Long before Emmett Till, Medgar Evers, and Johnny Bright, Jack Trice became a skilled martyr. His legacy was soon forgotten and name practically erased from history. Trice was a young man with a promising football career, but something horribly went wrong, and his life was abruptly ended.
Trice became the first African-American athlete at Iowa State College. At the height of his short athletic career, he was also the only black athlete competing in sports for any of the Big Six Conference schools.
Jack was born in Hiram, Ohio, in 1902. He was the son of a former slave and Buffalo Soldier. As a young child, Trice participated in sports and was known to have outstanding athletic skills. In 1918, Trice moved to Cleveland, Ohio, to live with an uncle. He attended East Technical High School where he played football. In 1922, Trice followed five of his teammates, as well as his former high school coach, Sam Willaman, to Iowa State College in Ames, Iowa.
While attending Iowa State College, Trice majored in animal husbandry and participated in sports. His plans were to move South after graduating to work with black farmers.
On October 5, 1923, the night before his second college football game, Trice wrote the following while at a racially segregated hotel in Minneapolis/St. Paul. The letter was found before his funeral.
“My thoughts just before the first real college game of my life: The honor of my race, family & self is at stake. Everyone is expecting me to do big things. I will. My whole body and soul are to be thrown recklessly about the field tomorrow. Every time the ball is snapped, I will be trying to do more than my part. On all defensive plays I must break through the opponents’ line and stop the play in their territory. Beware of mass interference. Fight low, with your eyes open and toward the play. Watch out for crossbucks and reverse end runs. Be on your toes every minute if you expect to make good.”

Dataset items

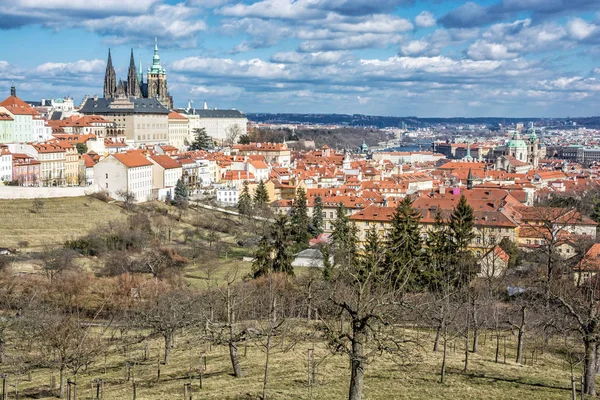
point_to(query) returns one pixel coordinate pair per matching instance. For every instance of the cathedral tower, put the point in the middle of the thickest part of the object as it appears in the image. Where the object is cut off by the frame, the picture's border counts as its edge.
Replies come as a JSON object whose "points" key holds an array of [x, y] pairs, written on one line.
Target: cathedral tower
{"points": [[110, 79], [133, 86], [157, 80]]}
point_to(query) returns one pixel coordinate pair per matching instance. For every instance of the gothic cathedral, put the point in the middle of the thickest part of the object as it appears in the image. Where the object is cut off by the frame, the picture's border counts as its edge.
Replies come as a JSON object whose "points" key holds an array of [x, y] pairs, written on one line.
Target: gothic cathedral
{"points": [[155, 86]]}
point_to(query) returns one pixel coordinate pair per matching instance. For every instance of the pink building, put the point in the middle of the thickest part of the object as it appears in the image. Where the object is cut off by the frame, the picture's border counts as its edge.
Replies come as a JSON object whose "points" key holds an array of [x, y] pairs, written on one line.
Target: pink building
{"points": [[26, 170]]}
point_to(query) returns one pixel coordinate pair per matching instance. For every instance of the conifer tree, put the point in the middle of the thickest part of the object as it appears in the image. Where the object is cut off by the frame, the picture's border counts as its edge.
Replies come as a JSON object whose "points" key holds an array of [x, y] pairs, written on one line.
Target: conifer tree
{"points": [[245, 201], [344, 238], [404, 245], [274, 252], [181, 191], [201, 140], [372, 255], [300, 221], [317, 217], [461, 234], [261, 196]]}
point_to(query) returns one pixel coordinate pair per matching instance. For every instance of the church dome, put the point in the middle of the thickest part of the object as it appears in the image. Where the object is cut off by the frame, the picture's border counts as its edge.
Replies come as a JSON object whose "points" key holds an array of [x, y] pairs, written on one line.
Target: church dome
{"points": [[517, 142]]}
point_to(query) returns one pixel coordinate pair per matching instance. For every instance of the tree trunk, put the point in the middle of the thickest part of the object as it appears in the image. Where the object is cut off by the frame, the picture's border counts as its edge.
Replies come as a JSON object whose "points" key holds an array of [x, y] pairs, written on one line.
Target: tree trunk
{"points": [[266, 377], [168, 342], [475, 339], [589, 383], [61, 382], [521, 335], [235, 363], [358, 368], [443, 371], [438, 333]]}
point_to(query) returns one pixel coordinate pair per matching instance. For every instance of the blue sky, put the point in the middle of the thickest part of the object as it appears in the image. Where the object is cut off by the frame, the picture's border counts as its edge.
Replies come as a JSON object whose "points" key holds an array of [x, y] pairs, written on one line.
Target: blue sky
{"points": [[513, 58]]}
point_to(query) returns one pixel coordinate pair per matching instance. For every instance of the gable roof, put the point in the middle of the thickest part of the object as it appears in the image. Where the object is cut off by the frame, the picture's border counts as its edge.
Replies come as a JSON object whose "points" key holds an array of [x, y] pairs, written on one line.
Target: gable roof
{"points": [[131, 160]]}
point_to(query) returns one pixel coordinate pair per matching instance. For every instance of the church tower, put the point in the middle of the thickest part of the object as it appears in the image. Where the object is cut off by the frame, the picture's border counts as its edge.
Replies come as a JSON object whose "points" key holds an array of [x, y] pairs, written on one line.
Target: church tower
{"points": [[133, 86], [157, 81], [110, 79]]}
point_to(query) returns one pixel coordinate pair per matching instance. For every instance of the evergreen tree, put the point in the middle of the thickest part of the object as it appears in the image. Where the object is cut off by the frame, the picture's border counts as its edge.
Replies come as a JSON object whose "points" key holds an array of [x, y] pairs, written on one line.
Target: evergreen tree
{"points": [[344, 238], [461, 234], [403, 247], [461, 225], [262, 263], [201, 140], [372, 257], [317, 217], [181, 191], [261, 196], [300, 221], [245, 201], [274, 252]]}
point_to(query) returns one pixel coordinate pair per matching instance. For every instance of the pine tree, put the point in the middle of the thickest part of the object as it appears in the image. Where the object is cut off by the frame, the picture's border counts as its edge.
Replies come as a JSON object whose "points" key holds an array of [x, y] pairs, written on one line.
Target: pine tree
{"points": [[461, 234], [262, 263], [274, 252], [245, 201], [300, 220], [201, 140], [261, 196], [403, 245], [317, 217], [461, 225], [181, 191], [371, 259], [344, 238]]}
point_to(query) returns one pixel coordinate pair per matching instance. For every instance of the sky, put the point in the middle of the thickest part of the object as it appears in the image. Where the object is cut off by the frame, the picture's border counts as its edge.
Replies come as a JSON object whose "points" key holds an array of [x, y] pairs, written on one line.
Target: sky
{"points": [[426, 58]]}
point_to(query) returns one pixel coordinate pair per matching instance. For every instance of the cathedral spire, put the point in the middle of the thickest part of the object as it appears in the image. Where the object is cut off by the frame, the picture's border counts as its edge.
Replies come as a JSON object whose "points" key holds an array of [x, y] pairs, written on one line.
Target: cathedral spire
{"points": [[110, 79], [133, 86]]}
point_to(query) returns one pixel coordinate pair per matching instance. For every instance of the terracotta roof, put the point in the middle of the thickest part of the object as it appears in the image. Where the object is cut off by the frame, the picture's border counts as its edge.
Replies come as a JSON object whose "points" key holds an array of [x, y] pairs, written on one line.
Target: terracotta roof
{"points": [[132, 160], [166, 162]]}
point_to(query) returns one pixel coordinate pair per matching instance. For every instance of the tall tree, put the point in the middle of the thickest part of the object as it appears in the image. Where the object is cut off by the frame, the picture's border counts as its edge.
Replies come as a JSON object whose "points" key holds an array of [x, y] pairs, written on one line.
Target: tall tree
{"points": [[344, 238], [404, 244], [201, 140], [274, 252], [261, 196], [317, 217], [300, 221], [245, 201], [181, 191]]}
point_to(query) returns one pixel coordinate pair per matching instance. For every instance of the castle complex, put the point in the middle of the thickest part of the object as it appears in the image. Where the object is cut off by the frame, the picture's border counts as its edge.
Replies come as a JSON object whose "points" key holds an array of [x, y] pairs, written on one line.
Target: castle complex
{"points": [[155, 86]]}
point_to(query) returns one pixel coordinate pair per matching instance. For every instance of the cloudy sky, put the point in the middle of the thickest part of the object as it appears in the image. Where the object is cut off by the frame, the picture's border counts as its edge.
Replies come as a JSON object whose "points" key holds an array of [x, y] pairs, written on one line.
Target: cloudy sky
{"points": [[384, 57]]}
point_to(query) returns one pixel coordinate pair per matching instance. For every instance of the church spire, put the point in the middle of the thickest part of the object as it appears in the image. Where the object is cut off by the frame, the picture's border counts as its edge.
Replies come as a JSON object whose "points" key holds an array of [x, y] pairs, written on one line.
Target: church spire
{"points": [[110, 79], [133, 86], [470, 180]]}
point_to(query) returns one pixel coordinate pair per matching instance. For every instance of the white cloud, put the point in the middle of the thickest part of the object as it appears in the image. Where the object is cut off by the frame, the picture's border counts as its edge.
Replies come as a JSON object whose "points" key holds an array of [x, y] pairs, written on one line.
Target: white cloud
{"points": [[425, 20], [73, 68], [415, 48], [580, 29], [482, 50]]}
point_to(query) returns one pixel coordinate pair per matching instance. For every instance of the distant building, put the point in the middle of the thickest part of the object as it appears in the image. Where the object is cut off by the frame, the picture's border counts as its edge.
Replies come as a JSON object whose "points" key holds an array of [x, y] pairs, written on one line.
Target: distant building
{"points": [[219, 124], [155, 86], [137, 120]]}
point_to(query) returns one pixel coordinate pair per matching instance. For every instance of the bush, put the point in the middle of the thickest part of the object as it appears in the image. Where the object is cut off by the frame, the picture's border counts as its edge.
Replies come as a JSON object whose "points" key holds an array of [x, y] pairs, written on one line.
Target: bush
{"points": [[101, 195]]}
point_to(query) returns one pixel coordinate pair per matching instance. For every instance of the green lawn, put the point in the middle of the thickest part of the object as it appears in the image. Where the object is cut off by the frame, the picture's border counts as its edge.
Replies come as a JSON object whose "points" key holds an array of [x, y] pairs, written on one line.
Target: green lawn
{"points": [[58, 220]]}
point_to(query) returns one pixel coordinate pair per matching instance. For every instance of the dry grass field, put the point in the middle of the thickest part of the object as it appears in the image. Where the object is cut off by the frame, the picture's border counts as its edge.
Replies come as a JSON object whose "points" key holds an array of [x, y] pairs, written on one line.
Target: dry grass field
{"points": [[405, 378], [59, 219]]}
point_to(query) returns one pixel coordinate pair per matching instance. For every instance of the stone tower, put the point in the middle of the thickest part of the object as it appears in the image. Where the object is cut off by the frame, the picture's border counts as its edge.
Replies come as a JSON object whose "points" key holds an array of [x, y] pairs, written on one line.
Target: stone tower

PROBLEM DESCRIPTION
Answer these questions using the Jack Trice text:
1. In what year and in which town was Trice born?
2. What did Trice major in at Iowa State College?
3. Where was Trice staying on October 5, 1923?

EXERCISE SOLUTION
1. 1902, in Hiram, Ohio.
2. Animal husbandry.
3. A racially segregated hotel in Minneapolis/St. Paul.